----- Text
There are 20 subjects in total. For each subject, a Granger causal connection matrix has been calculated. I am interested in the connection between two ROIs, and now there are 20 connection values (one value corresponds to one subject) under condition A. These 20 values form vector 'A'. Under B condition, there are also 20 causal connection values (one value corresponds to one subject), and these 20 values form a vector 'B'.

The paired nonparametric tests of vectors A and B are carried out.

I was asking about the number of values you test simultaneously (eg. multiple time points or frequency bins). But maybe you have only one value per subject then?

In this case, you are not doing simultaneous dependent tests, and you don't need to correct your p-values for multiple comparisons.

Note that N=20 is low, it can be difficult to obtain clearly significant differences.

Each participant had 30 trials under one condition. The time length of each trial was 5.5s. The sampling rate is 512 Hz, so the number of discrete sampling points per trial is 2816. For each trial, a Granger connection matrix was calculated. There are 20 participants. I don't know exactly how to make a statistical test on the situation of multiple participants and multiple trials, and I did the following operations:

(1) Average 30 Granger connection matrices (corresponding to 30 trials) for each participant under condition A and average 30 Granger connection matrices (corresponding to 30 trials) for each participant under condition B. In this way, for each participant, an average connection matrix is obtained under conditions A and B respectively.

(2) The paired nonparametric tests of vectors A and B are carried out as following.

If the situation is that there are multiple participants and each participant contains multiple trials, how to carry out the statistical test? Is the above method correct?

Thank you very much for your help!

Dear @NingZhuang ,

Your approach is correct.

About the number of multiple comparisons:

**The number of trials does not matter** since you average among matrices before comparison.

**The number of subjects does not matter** since that's your population. It is good to have a larger population but 20 should be fine.

**The length of trials and sampling rate do not matter in your case**, because you only consider one matrix for the entire length of the trial.

**The frequency does not matter in your case** since you use temporal GC, not the spectral one.

**The number of pairs you wanna check their interactions does matter and determine the total number of comparisons which you should consider for correction.**

So, if you want to compare conditions A and B for 20 elements of that connectivity matrix, you need to correct your p-values based on 20 comparisons.

- Hossein

Thank you very much for your reply.

Dear @hossein27en,

What is the reason for subtracting the average signal (ERP) of each condition from their corresponding trails before computing the connectivity?

I look forward to your reply.
----------
----- Provided information
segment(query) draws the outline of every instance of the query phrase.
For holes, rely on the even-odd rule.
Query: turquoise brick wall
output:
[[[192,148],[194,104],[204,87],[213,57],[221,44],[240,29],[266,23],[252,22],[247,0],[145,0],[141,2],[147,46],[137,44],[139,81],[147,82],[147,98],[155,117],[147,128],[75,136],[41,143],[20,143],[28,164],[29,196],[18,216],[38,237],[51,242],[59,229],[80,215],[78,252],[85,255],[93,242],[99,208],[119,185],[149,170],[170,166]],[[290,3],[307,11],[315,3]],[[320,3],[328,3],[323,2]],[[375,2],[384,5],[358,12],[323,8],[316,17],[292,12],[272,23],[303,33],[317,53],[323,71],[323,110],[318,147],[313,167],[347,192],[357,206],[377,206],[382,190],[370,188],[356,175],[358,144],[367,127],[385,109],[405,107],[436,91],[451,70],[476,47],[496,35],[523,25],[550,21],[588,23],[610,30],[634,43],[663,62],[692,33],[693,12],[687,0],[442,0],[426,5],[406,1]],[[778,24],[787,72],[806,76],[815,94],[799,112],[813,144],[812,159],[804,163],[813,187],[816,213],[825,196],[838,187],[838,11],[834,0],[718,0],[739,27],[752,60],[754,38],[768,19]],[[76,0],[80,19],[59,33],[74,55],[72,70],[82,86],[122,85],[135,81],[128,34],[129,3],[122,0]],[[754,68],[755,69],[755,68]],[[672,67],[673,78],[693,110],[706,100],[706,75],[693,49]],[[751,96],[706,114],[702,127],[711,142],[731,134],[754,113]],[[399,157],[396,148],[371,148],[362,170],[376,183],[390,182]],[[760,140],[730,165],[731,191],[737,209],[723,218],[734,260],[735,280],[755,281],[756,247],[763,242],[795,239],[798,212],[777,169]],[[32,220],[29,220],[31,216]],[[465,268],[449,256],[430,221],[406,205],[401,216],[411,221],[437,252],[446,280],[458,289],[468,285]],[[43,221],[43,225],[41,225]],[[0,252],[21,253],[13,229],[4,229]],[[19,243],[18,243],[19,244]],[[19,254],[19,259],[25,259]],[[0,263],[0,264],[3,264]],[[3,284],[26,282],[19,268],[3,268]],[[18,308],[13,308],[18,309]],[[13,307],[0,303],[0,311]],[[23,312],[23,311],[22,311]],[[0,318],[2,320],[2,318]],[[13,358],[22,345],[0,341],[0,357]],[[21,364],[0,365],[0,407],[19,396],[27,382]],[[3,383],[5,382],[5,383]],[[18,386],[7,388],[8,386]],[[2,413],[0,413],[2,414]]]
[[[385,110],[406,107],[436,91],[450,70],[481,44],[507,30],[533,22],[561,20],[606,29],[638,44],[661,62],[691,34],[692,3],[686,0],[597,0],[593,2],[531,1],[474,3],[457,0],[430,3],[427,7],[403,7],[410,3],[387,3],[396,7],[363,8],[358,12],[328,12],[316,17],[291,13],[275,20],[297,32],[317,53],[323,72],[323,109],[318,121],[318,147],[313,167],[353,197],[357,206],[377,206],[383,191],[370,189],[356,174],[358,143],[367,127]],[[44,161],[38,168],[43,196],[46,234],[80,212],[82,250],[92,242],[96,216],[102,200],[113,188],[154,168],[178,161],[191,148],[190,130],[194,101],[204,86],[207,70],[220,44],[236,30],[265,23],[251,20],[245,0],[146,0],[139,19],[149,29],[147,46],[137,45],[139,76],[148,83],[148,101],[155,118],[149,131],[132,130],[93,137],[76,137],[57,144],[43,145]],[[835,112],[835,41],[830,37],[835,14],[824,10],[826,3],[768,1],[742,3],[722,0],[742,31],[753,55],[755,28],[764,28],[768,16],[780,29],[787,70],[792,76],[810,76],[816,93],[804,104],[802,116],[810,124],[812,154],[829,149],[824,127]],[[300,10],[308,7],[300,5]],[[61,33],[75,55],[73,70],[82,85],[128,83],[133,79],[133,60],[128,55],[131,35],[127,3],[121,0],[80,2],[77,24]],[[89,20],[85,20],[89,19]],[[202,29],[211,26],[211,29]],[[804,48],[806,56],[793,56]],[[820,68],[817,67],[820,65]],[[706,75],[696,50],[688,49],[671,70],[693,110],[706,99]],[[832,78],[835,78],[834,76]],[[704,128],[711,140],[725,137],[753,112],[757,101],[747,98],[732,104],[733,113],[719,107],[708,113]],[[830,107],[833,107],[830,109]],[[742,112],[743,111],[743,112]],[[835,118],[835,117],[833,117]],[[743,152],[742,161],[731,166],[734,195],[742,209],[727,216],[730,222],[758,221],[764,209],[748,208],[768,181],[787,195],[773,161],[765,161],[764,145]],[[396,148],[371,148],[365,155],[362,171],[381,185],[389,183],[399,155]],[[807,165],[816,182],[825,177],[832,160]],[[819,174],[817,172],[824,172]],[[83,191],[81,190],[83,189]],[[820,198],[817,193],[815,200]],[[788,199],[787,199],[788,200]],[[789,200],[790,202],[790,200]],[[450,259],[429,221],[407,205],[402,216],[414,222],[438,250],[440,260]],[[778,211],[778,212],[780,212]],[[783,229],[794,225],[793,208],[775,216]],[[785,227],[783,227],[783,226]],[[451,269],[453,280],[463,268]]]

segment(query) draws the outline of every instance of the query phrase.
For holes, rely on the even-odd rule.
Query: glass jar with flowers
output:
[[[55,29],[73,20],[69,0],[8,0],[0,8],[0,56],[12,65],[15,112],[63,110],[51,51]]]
----------
# [Exercise requirements]
- a) Could you extract, word for word, the part of the statistics thread that opens with the words containing "Your approach is" and closes with "the spectral one."?
- b) How would you condense the paragraph of the statistics thread starting "Each participant had 30 trials" into a short list that keeps its main facts?
Work only from the statistics thread.

# [Worked answers]
- a)
Your approach is correct.

About the number of multiple comparisons:

**The number of trials does not matter** since you average among matrices before comparison.

**The number of subjects does not matter** since that's your population. It is good to have a larger population but 20 should be fine.

**The length of trials and sampling rate do not matter in your case**, because you only consider one matrix for the entire length of the trial.

**The frequency does not matter in your case** since you use temporal GC, not the spectral one.

- b)
- 20 participants, each with 30 trials per condition
- Each trial lasted 5.5 s at a 512 Hz sampling rate, giving 2816 sampling points
- A Granger connection matrix was calculated for every trial
- The writer was unsure how to run a statistical test with multiple participants and multiple trials, and took the steps that follow